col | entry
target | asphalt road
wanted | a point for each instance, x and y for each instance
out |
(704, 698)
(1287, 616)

══════════════════════════════

Reproduce every line of the entries above, including the requests, and increase each x and y coordinate in the answers by 27.

col | entry
target | asphalt road
wanted | a point for each instance, x and y for each instance
out |
(731, 725)
(1314, 643)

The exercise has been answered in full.